• _EINGABEDATEN_
▬▬▬▬▬▬

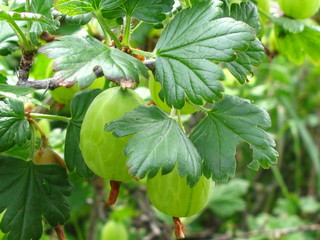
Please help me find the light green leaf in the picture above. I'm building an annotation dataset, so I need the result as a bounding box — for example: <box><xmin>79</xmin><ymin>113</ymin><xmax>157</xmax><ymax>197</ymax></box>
<box><xmin>156</xmin><ymin>1</ymin><xmax>255</xmax><ymax>109</ymax></box>
<box><xmin>102</xmin><ymin>0</ymin><xmax>174</xmax><ymax>23</ymax></box>
<box><xmin>105</xmin><ymin>105</ymin><xmax>201</xmax><ymax>186</ymax></box>
<box><xmin>0</xmin><ymin>155</ymin><xmax>71</xmax><ymax>240</ymax></box>
<box><xmin>39</xmin><ymin>35</ymin><xmax>148</xmax><ymax>89</ymax></box>
<box><xmin>190</xmin><ymin>95</ymin><xmax>278</xmax><ymax>181</ymax></box>
<box><xmin>54</xmin><ymin>0</ymin><xmax>125</xmax><ymax>16</ymax></box>
<box><xmin>0</xmin><ymin>10</ymin><xmax>60</xmax><ymax>28</ymax></box>
<box><xmin>0</xmin><ymin>99</ymin><xmax>31</xmax><ymax>152</ymax></box>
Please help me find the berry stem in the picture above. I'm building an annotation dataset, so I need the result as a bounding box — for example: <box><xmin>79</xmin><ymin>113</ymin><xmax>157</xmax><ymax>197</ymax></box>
<box><xmin>173</xmin><ymin>217</ymin><xmax>185</xmax><ymax>239</ymax></box>
<box><xmin>107</xmin><ymin>180</ymin><xmax>121</xmax><ymax>205</ymax></box>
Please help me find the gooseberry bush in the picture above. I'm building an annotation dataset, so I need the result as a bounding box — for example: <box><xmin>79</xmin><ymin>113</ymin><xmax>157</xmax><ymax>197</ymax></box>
<box><xmin>0</xmin><ymin>0</ymin><xmax>319</xmax><ymax>240</ymax></box>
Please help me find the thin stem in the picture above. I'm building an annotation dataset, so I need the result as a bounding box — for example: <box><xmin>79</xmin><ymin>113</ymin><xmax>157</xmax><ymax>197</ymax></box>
<box><xmin>186</xmin><ymin>0</ymin><xmax>192</xmax><ymax>7</ymax></box>
<box><xmin>131</xmin><ymin>21</ymin><xmax>143</xmax><ymax>35</ymax></box>
<box><xmin>131</xmin><ymin>48</ymin><xmax>156</xmax><ymax>58</ymax></box>
<box><xmin>170</xmin><ymin>107</ymin><xmax>176</xmax><ymax>118</ymax></box>
<box><xmin>122</xmin><ymin>15</ymin><xmax>131</xmax><ymax>47</ymax></box>
<box><xmin>8</xmin><ymin>21</ymin><xmax>33</xmax><ymax>51</ymax></box>
<box><xmin>94</xmin><ymin>12</ymin><xmax>122</xmax><ymax>48</ymax></box>
<box><xmin>29</xmin><ymin>113</ymin><xmax>70</xmax><ymax>122</ymax></box>
<box><xmin>26</xmin><ymin>0</ymin><xmax>31</xmax><ymax>39</ymax></box>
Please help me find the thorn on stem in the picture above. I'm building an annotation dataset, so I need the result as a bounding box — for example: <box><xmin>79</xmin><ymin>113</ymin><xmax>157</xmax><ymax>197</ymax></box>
<box><xmin>173</xmin><ymin>217</ymin><xmax>185</xmax><ymax>239</ymax></box>
<box><xmin>107</xmin><ymin>180</ymin><xmax>121</xmax><ymax>205</ymax></box>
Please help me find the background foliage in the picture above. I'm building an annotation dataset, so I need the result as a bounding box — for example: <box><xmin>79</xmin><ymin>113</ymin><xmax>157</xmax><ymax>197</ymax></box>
<box><xmin>0</xmin><ymin>0</ymin><xmax>320</xmax><ymax>240</ymax></box>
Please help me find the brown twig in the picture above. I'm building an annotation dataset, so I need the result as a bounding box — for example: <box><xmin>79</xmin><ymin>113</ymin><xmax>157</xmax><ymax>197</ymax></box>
<box><xmin>54</xmin><ymin>225</ymin><xmax>66</xmax><ymax>240</ymax></box>
<box><xmin>18</xmin><ymin>50</ymin><xmax>34</xmax><ymax>82</ymax></box>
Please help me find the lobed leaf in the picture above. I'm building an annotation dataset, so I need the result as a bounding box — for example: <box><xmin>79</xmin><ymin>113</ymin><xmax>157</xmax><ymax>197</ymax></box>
<box><xmin>102</xmin><ymin>0</ymin><xmax>174</xmax><ymax>23</ymax></box>
<box><xmin>39</xmin><ymin>35</ymin><xmax>148</xmax><ymax>89</ymax></box>
<box><xmin>0</xmin><ymin>155</ymin><xmax>71</xmax><ymax>240</ymax></box>
<box><xmin>105</xmin><ymin>105</ymin><xmax>201</xmax><ymax>186</ymax></box>
<box><xmin>54</xmin><ymin>0</ymin><xmax>125</xmax><ymax>16</ymax></box>
<box><xmin>190</xmin><ymin>95</ymin><xmax>278</xmax><ymax>181</ymax></box>
<box><xmin>222</xmin><ymin>2</ymin><xmax>264</xmax><ymax>84</ymax></box>
<box><xmin>64</xmin><ymin>89</ymin><xmax>103</xmax><ymax>178</ymax></box>
<box><xmin>0</xmin><ymin>99</ymin><xmax>31</xmax><ymax>152</ymax></box>
<box><xmin>156</xmin><ymin>1</ymin><xmax>255</xmax><ymax>109</ymax></box>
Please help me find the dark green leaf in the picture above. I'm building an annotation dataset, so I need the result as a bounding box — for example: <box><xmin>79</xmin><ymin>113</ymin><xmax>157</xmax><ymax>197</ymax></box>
<box><xmin>39</xmin><ymin>36</ymin><xmax>148</xmax><ymax>89</ymax></box>
<box><xmin>102</xmin><ymin>0</ymin><xmax>174</xmax><ymax>23</ymax></box>
<box><xmin>156</xmin><ymin>1</ymin><xmax>255</xmax><ymax>109</ymax></box>
<box><xmin>190</xmin><ymin>95</ymin><xmax>278</xmax><ymax>181</ymax></box>
<box><xmin>275</xmin><ymin>25</ymin><xmax>320</xmax><ymax>64</ymax></box>
<box><xmin>271</xmin><ymin>17</ymin><xmax>305</xmax><ymax>33</ymax></box>
<box><xmin>54</xmin><ymin>0</ymin><xmax>125</xmax><ymax>16</ymax></box>
<box><xmin>0</xmin><ymin>21</ymin><xmax>19</xmax><ymax>56</ymax></box>
<box><xmin>0</xmin><ymin>10</ymin><xmax>60</xmax><ymax>28</ymax></box>
<box><xmin>222</xmin><ymin>2</ymin><xmax>264</xmax><ymax>84</ymax></box>
<box><xmin>105</xmin><ymin>105</ymin><xmax>201</xmax><ymax>186</ymax></box>
<box><xmin>64</xmin><ymin>89</ymin><xmax>102</xmax><ymax>178</ymax></box>
<box><xmin>30</xmin><ymin>0</ymin><xmax>59</xmax><ymax>45</ymax></box>
<box><xmin>0</xmin><ymin>83</ymin><xmax>36</xmax><ymax>96</ymax></box>
<box><xmin>0</xmin><ymin>155</ymin><xmax>71</xmax><ymax>240</ymax></box>
<box><xmin>0</xmin><ymin>84</ymin><xmax>50</xmax><ymax>109</ymax></box>
<box><xmin>229</xmin><ymin>2</ymin><xmax>261</xmax><ymax>34</ymax></box>
<box><xmin>0</xmin><ymin>99</ymin><xmax>31</xmax><ymax>152</ymax></box>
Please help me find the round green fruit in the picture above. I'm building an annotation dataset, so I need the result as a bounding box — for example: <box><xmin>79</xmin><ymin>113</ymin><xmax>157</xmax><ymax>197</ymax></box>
<box><xmin>80</xmin><ymin>87</ymin><xmax>144</xmax><ymax>181</ymax></box>
<box><xmin>278</xmin><ymin>0</ymin><xmax>320</xmax><ymax>19</ymax></box>
<box><xmin>51</xmin><ymin>77</ymin><xmax>105</xmax><ymax>104</ymax></box>
<box><xmin>147</xmin><ymin>168</ymin><xmax>214</xmax><ymax>217</ymax></box>
<box><xmin>101</xmin><ymin>220</ymin><xmax>129</xmax><ymax>240</ymax></box>
<box><xmin>149</xmin><ymin>76</ymin><xmax>197</xmax><ymax>114</ymax></box>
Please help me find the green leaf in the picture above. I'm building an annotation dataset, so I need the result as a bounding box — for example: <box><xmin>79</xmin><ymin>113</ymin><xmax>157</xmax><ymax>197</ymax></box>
<box><xmin>156</xmin><ymin>1</ymin><xmax>255</xmax><ymax>109</ymax></box>
<box><xmin>39</xmin><ymin>35</ymin><xmax>148</xmax><ymax>89</ymax></box>
<box><xmin>0</xmin><ymin>22</ymin><xmax>19</xmax><ymax>56</ymax></box>
<box><xmin>102</xmin><ymin>0</ymin><xmax>174</xmax><ymax>23</ymax></box>
<box><xmin>30</xmin><ymin>0</ymin><xmax>60</xmax><ymax>45</ymax></box>
<box><xmin>222</xmin><ymin>2</ymin><xmax>264</xmax><ymax>84</ymax></box>
<box><xmin>208</xmin><ymin>179</ymin><xmax>249</xmax><ymax>217</ymax></box>
<box><xmin>0</xmin><ymin>99</ymin><xmax>31</xmax><ymax>152</ymax></box>
<box><xmin>190</xmin><ymin>95</ymin><xmax>278</xmax><ymax>181</ymax></box>
<box><xmin>105</xmin><ymin>105</ymin><xmax>201</xmax><ymax>186</ymax></box>
<box><xmin>274</xmin><ymin>25</ymin><xmax>320</xmax><ymax>64</ymax></box>
<box><xmin>65</xmin><ymin>13</ymin><xmax>93</xmax><ymax>25</ymax></box>
<box><xmin>0</xmin><ymin>10</ymin><xmax>60</xmax><ymax>29</ymax></box>
<box><xmin>0</xmin><ymin>83</ymin><xmax>50</xmax><ymax>109</ymax></box>
<box><xmin>64</xmin><ymin>89</ymin><xmax>103</xmax><ymax>178</ymax></box>
<box><xmin>271</xmin><ymin>17</ymin><xmax>305</xmax><ymax>33</ymax></box>
<box><xmin>54</xmin><ymin>0</ymin><xmax>125</xmax><ymax>16</ymax></box>
<box><xmin>0</xmin><ymin>155</ymin><xmax>71</xmax><ymax>240</ymax></box>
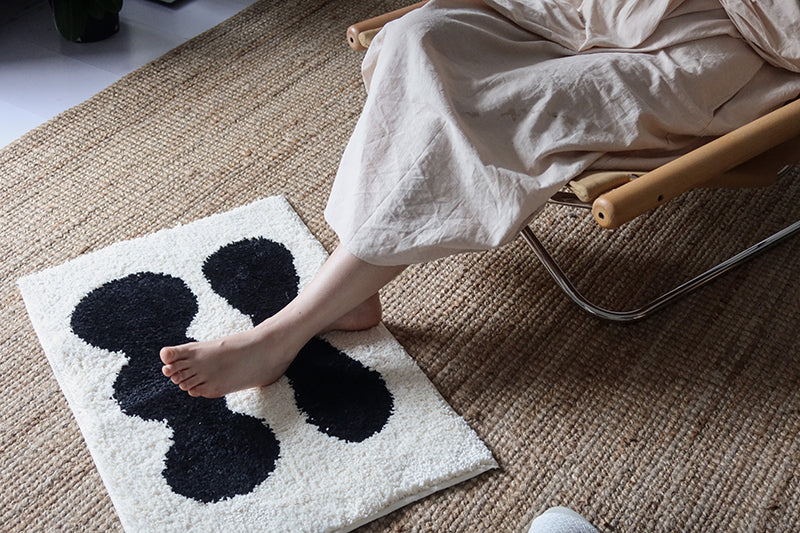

▬▬▬▬▬▬

• _KURZE AUFGABE_
Zeige jede Zeile der Daten oben, die das Wort „thorn“ enthält. Groß- und Kleinschreibung ist zu beachten.

• _AUSGABE_
Please help me find the thorn on stem in the picture above. I'm building an annotation dataset, so I need the result as a bounding box — for example: <box><xmin>79</xmin><ymin>113</ymin><xmax>157</xmax><ymax>197</ymax></box>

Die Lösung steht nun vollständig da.